#### Working data
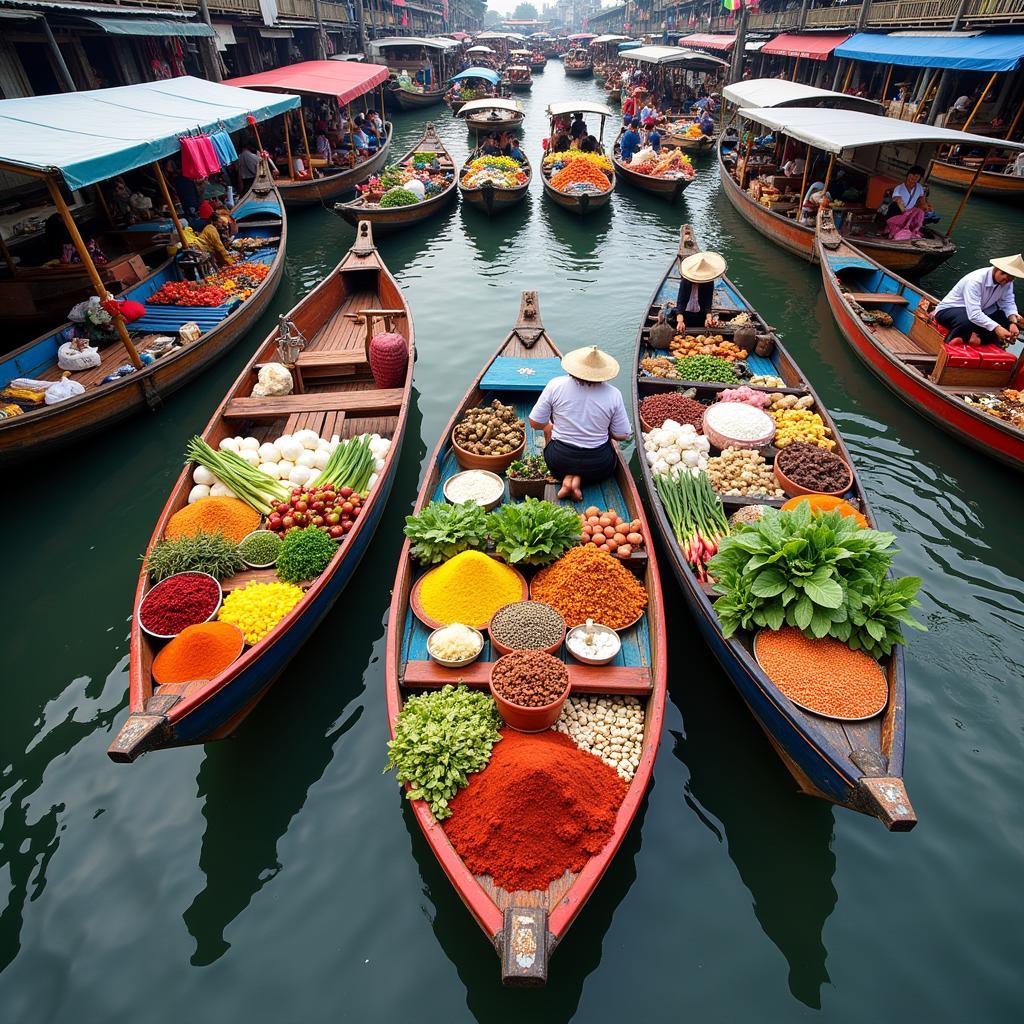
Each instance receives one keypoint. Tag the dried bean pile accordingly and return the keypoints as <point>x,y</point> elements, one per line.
<point>655,409</point>
<point>529,678</point>
<point>527,626</point>
<point>813,467</point>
########
** Task requirements **
Copy out the text of every record above word for word, leaving out the pictures.

** Written response **
Each instance receives one keypoint. Tag the dried bean pile accordingly and return the keypoints as <point>x,y</point> elements, one per line.
<point>655,409</point>
<point>529,678</point>
<point>527,626</point>
<point>813,467</point>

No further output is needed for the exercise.